Exercise aim:
Starting at the line that contains "Class, indicate each instance of the athlete's head", repeat each line exactly through the last line of the listing, and repeat nothing else.
Top of Task inputs
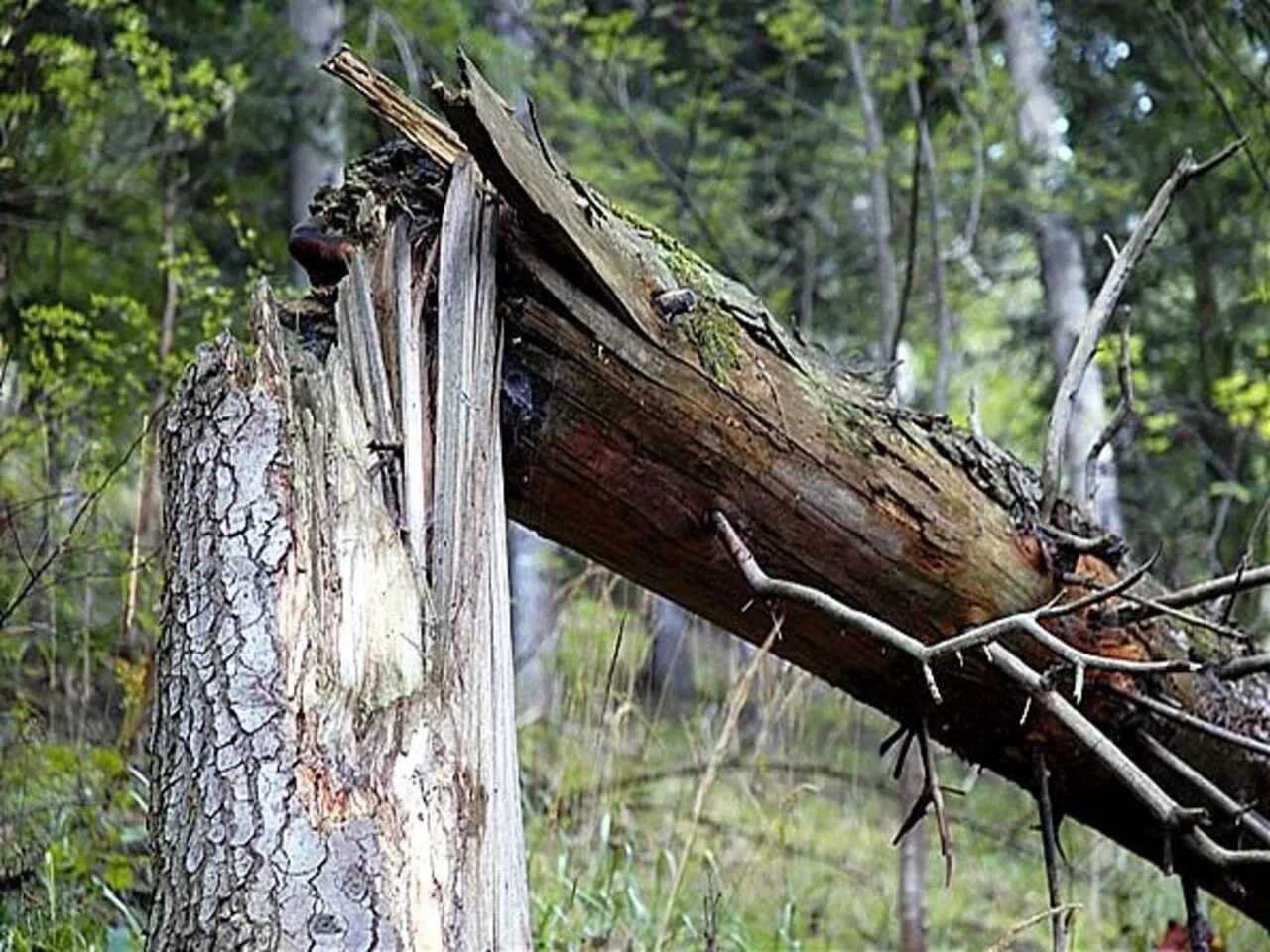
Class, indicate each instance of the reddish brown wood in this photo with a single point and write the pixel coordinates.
(621, 431)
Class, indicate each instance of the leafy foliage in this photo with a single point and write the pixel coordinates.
(141, 190)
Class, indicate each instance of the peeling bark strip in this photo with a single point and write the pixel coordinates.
(624, 428)
(330, 769)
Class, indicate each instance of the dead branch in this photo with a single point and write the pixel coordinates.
(1243, 666)
(1243, 816)
(1007, 939)
(926, 655)
(1051, 849)
(1199, 724)
(1196, 594)
(1176, 820)
(1109, 295)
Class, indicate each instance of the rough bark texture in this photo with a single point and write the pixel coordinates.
(334, 761)
(622, 428)
(666, 679)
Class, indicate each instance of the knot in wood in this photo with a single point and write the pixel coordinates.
(676, 301)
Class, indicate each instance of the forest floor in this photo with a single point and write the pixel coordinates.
(793, 848)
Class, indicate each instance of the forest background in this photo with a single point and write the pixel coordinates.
(887, 176)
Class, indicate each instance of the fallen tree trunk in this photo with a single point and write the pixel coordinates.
(643, 393)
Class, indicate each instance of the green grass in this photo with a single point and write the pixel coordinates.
(794, 846)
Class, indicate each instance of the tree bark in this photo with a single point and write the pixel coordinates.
(626, 420)
(334, 761)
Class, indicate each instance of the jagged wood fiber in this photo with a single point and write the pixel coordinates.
(624, 429)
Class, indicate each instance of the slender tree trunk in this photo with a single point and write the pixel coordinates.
(318, 148)
(1058, 248)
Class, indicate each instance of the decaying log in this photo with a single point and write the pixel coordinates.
(627, 422)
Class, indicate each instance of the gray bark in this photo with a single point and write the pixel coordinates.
(334, 748)
(1067, 298)
(913, 927)
(320, 146)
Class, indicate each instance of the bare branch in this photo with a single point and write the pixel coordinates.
(1007, 939)
(1049, 847)
(1171, 815)
(924, 654)
(1109, 295)
(1123, 412)
(1243, 666)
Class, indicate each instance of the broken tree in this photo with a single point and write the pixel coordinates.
(334, 744)
(656, 417)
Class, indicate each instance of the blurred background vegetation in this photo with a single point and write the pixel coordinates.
(145, 155)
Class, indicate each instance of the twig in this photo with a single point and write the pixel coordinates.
(737, 699)
(400, 111)
(1007, 939)
(1243, 666)
(1243, 816)
(1049, 847)
(1114, 617)
(1109, 295)
(937, 796)
(1183, 37)
(915, 199)
(1199, 933)
(926, 655)
(1199, 724)
(1123, 412)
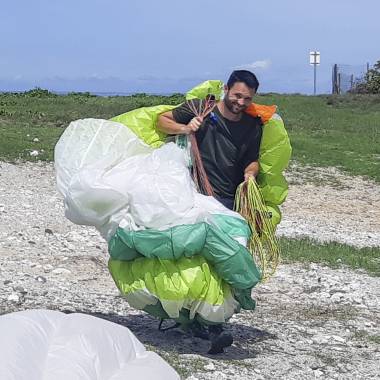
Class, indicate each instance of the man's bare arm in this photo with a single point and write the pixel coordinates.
(167, 124)
(252, 170)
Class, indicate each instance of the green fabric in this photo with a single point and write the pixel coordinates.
(214, 87)
(275, 149)
(143, 121)
(231, 260)
(171, 280)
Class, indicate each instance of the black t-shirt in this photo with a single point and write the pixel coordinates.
(227, 147)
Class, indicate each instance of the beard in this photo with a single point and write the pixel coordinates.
(233, 106)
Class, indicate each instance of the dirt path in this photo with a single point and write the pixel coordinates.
(311, 322)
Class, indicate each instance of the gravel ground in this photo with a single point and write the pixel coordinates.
(311, 321)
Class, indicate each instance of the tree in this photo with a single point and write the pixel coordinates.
(371, 81)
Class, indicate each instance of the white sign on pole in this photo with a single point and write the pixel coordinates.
(315, 58)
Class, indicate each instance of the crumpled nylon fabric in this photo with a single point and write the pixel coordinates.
(51, 345)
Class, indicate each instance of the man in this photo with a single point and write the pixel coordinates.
(228, 140)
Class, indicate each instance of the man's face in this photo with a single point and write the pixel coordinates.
(238, 97)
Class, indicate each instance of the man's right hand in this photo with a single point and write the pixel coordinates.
(194, 124)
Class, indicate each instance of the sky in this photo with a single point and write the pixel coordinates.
(166, 46)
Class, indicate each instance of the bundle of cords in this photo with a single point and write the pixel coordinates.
(201, 109)
(263, 244)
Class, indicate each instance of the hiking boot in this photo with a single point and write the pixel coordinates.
(219, 339)
(199, 331)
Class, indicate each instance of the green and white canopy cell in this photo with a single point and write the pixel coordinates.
(174, 253)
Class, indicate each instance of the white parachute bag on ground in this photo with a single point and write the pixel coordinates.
(50, 345)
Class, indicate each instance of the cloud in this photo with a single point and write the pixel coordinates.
(263, 65)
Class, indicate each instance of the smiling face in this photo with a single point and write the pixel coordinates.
(238, 97)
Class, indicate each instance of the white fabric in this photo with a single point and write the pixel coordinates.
(109, 177)
(50, 345)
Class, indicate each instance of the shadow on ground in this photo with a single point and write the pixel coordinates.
(175, 340)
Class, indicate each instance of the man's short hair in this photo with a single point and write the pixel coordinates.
(244, 76)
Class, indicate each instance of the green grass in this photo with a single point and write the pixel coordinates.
(332, 254)
(340, 131)
(43, 115)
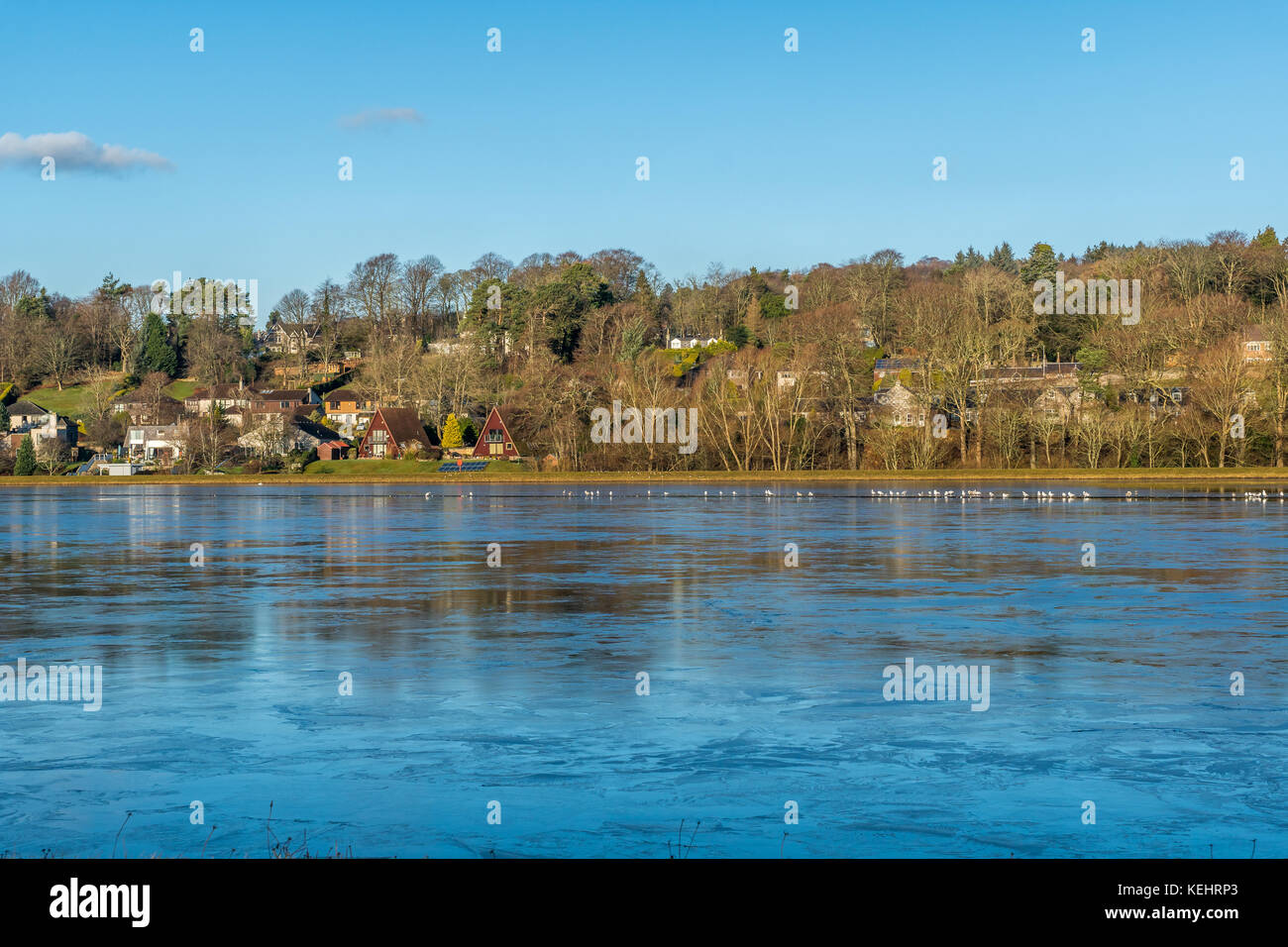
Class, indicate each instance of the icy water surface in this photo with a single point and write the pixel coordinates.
(1108, 684)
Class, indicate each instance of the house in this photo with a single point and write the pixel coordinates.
(348, 410)
(1256, 344)
(1057, 402)
(292, 402)
(885, 368)
(1055, 372)
(494, 440)
(290, 339)
(275, 433)
(162, 442)
(26, 418)
(393, 433)
(142, 410)
(226, 397)
(897, 405)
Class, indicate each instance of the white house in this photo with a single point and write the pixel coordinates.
(154, 442)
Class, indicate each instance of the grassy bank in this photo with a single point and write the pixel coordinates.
(412, 472)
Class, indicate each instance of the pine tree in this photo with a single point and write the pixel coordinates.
(25, 463)
(452, 436)
(1042, 264)
(156, 355)
(1004, 258)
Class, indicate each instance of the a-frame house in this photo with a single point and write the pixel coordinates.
(494, 440)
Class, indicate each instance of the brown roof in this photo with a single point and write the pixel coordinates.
(343, 394)
(404, 425)
(284, 394)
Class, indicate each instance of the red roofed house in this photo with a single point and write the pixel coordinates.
(333, 450)
(393, 433)
(494, 441)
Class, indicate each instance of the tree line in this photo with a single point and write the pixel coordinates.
(790, 381)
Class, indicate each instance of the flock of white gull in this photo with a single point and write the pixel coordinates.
(962, 495)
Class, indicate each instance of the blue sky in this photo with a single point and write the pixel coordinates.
(758, 157)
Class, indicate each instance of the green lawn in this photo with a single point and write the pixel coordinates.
(380, 468)
(69, 401)
(180, 389)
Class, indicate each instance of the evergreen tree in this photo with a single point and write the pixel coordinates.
(1042, 264)
(452, 434)
(1267, 239)
(156, 352)
(25, 463)
(1004, 258)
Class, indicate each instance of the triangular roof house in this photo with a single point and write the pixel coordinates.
(494, 440)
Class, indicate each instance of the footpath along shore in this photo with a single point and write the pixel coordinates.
(1159, 476)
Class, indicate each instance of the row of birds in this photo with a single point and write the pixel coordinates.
(979, 493)
(1248, 496)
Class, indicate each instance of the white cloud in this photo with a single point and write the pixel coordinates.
(382, 116)
(73, 150)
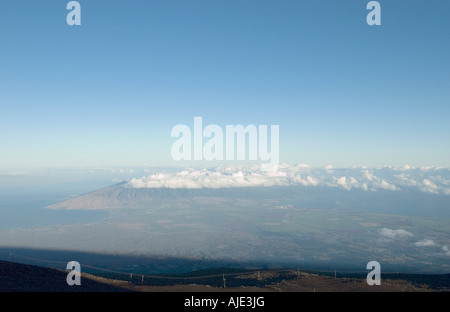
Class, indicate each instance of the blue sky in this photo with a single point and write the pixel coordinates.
(107, 93)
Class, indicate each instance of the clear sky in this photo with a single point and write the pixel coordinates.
(108, 92)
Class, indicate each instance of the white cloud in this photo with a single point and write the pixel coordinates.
(298, 175)
(429, 186)
(393, 234)
(425, 243)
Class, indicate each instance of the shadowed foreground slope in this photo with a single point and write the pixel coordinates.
(16, 277)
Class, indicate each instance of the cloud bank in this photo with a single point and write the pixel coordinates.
(429, 180)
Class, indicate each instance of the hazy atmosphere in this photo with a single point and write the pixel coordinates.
(146, 130)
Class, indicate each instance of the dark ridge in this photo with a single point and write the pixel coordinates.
(17, 277)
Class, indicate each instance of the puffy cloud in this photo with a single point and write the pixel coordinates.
(394, 234)
(425, 243)
(429, 186)
(299, 175)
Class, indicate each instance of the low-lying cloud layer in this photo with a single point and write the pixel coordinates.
(427, 179)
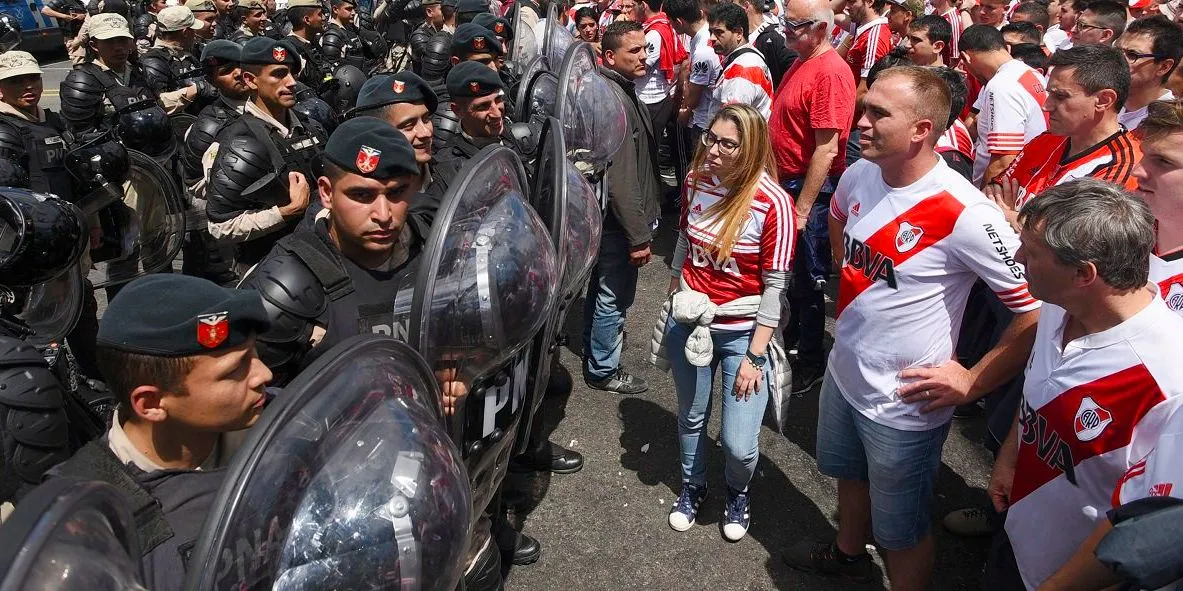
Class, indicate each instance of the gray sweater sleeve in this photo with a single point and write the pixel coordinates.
(775, 281)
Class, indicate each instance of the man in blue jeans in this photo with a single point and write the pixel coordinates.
(632, 216)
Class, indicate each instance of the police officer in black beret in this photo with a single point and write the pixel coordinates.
(178, 354)
(264, 163)
(342, 275)
(407, 102)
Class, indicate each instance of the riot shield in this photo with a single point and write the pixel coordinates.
(594, 119)
(142, 233)
(485, 287)
(348, 481)
(568, 206)
(70, 534)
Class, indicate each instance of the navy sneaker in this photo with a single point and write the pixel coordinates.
(737, 514)
(681, 515)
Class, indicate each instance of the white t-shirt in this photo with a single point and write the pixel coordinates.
(704, 70)
(912, 254)
(1083, 403)
(1009, 114)
(1131, 119)
(745, 79)
(653, 86)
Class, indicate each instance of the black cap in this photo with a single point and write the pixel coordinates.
(267, 51)
(373, 148)
(471, 6)
(221, 50)
(399, 88)
(471, 38)
(498, 25)
(472, 79)
(170, 315)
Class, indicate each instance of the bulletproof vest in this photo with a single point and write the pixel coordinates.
(342, 45)
(44, 150)
(297, 153)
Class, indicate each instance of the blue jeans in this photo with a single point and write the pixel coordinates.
(900, 466)
(611, 293)
(807, 304)
(741, 419)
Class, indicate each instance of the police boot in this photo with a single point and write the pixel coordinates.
(485, 573)
(518, 547)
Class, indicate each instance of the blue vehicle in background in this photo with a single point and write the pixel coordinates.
(38, 32)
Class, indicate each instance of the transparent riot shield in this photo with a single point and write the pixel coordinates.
(141, 233)
(568, 206)
(70, 534)
(348, 481)
(485, 287)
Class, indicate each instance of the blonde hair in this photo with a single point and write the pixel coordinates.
(754, 158)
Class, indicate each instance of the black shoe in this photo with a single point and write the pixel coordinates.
(806, 377)
(518, 547)
(622, 382)
(548, 458)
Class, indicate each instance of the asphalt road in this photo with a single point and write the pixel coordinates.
(605, 527)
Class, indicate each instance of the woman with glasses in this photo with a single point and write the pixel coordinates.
(732, 260)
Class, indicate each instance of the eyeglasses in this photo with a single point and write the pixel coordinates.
(726, 147)
(1085, 26)
(1132, 56)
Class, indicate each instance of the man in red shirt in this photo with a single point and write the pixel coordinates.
(810, 122)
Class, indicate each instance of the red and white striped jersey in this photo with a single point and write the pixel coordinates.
(744, 79)
(1168, 275)
(872, 41)
(1009, 114)
(1083, 403)
(951, 54)
(956, 138)
(1045, 163)
(764, 242)
(911, 257)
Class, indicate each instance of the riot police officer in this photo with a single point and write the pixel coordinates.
(170, 65)
(341, 43)
(306, 18)
(342, 277)
(253, 17)
(263, 166)
(179, 355)
(95, 91)
(144, 24)
(433, 23)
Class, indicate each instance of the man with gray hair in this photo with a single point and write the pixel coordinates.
(1105, 363)
(911, 236)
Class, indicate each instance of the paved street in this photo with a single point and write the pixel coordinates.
(605, 527)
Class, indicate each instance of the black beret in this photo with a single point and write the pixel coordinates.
(470, 6)
(471, 38)
(472, 79)
(222, 50)
(399, 88)
(498, 25)
(373, 148)
(267, 51)
(170, 315)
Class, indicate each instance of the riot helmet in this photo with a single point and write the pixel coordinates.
(40, 236)
(70, 534)
(10, 32)
(98, 166)
(348, 481)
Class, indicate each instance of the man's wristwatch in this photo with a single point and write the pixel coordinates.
(757, 361)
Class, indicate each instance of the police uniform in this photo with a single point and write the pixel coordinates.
(407, 88)
(314, 69)
(315, 296)
(251, 158)
(168, 66)
(167, 316)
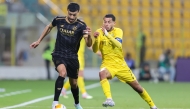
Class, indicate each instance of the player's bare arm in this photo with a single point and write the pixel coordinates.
(46, 31)
(87, 37)
(95, 46)
(114, 41)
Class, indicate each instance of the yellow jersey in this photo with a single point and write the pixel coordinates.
(110, 52)
(81, 54)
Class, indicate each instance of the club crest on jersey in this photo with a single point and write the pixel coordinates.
(74, 28)
(67, 32)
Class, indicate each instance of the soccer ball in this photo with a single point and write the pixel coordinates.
(60, 106)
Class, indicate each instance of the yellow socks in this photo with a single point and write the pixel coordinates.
(144, 95)
(106, 88)
(66, 85)
(81, 84)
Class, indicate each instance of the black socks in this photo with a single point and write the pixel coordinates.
(75, 94)
(58, 87)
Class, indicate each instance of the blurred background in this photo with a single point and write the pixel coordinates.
(156, 34)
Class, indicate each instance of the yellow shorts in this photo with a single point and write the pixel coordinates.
(121, 71)
(81, 62)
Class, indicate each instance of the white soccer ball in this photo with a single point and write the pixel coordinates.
(60, 106)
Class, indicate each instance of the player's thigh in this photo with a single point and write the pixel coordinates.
(73, 82)
(60, 66)
(108, 71)
(73, 68)
(81, 62)
(125, 75)
(81, 73)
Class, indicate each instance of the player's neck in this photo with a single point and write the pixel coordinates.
(111, 29)
(69, 21)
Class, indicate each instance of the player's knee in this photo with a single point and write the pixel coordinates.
(74, 84)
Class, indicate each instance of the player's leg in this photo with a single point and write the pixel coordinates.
(143, 93)
(72, 73)
(59, 83)
(81, 85)
(172, 74)
(47, 64)
(104, 75)
(65, 88)
(126, 75)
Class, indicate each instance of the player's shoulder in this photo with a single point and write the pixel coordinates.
(60, 17)
(81, 22)
(117, 29)
(99, 30)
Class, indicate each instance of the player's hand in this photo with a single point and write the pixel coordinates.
(34, 44)
(96, 34)
(105, 31)
(89, 30)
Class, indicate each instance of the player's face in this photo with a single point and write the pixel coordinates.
(72, 16)
(108, 23)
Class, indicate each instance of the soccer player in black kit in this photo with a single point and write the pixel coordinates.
(70, 32)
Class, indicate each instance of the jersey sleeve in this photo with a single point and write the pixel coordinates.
(83, 28)
(119, 35)
(95, 46)
(54, 22)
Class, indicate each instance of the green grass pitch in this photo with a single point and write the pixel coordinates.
(165, 95)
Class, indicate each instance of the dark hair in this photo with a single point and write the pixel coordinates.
(110, 16)
(73, 7)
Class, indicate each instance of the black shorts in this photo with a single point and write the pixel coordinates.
(72, 65)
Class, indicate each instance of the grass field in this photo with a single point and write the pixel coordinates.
(39, 94)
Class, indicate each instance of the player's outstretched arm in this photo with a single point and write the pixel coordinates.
(46, 31)
(114, 41)
(87, 37)
(95, 46)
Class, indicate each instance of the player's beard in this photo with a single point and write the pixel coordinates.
(71, 20)
(110, 29)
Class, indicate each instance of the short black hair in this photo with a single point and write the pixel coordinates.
(73, 7)
(110, 16)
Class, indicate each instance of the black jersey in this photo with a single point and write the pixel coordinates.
(69, 36)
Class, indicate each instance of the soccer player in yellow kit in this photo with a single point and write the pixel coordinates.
(81, 83)
(108, 40)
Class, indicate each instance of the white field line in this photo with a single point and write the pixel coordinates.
(15, 93)
(32, 107)
(45, 98)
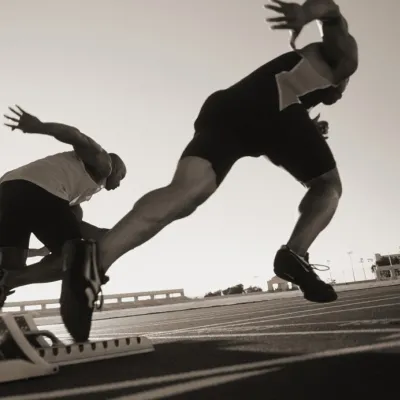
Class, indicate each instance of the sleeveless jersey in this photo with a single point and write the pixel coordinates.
(288, 79)
(64, 175)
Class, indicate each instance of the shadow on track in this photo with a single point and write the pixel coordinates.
(353, 375)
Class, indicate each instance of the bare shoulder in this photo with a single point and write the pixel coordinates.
(338, 44)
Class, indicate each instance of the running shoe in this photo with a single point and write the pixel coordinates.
(4, 290)
(298, 270)
(81, 287)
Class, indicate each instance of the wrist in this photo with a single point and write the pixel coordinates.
(320, 10)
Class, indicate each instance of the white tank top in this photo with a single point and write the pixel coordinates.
(63, 174)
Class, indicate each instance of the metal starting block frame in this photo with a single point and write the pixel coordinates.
(25, 353)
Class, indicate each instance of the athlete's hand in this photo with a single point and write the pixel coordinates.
(23, 121)
(293, 18)
(322, 126)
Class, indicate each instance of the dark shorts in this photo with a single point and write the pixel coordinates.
(226, 132)
(26, 208)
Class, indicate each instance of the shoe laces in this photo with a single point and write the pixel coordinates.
(315, 266)
(99, 303)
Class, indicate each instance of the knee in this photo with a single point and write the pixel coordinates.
(193, 194)
(13, 257)
(328, 185)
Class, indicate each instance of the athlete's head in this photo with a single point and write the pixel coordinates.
(117, 174)
(335, 93)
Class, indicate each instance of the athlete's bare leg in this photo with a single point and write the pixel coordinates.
(49, 268)
(193, 183)
(316, 211)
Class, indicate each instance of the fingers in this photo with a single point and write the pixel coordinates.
(19, 113)
(286, 25)
(11, 118)
(276, 19)
(20, 109)
(13, 127)
(273, 8)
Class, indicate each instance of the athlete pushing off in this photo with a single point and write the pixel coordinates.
(265, 113)
(44, 198)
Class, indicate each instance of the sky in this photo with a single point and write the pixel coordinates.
Bottom of Task inputs
Answer below:
Class, indicate each instance of the athlete's head in this photo with a single point and write the pixel coordinates.
(117, 174)
(335, 93)
Class, indicate each instance of the athlete's bare leg in this photo with a single point and write the pixel coordinates.
(49, 268)
(193, 183)
(316, 211)
Class, indicate each instance of the fingers in this photo with a single point and write the pixel coordinates.
(19, 113)
(286, 25)
(11, 118)
(276, 19)
(20, 109)
(13, 127)
(273, 8)
Class, indicate each instance of the athlete pushing off in this photo with a single point and write the pixel coordinates.
(265, 113)
(44, 198)
Class, indicate each instance of the sky in this photo with a single point and write the pixel coordinates.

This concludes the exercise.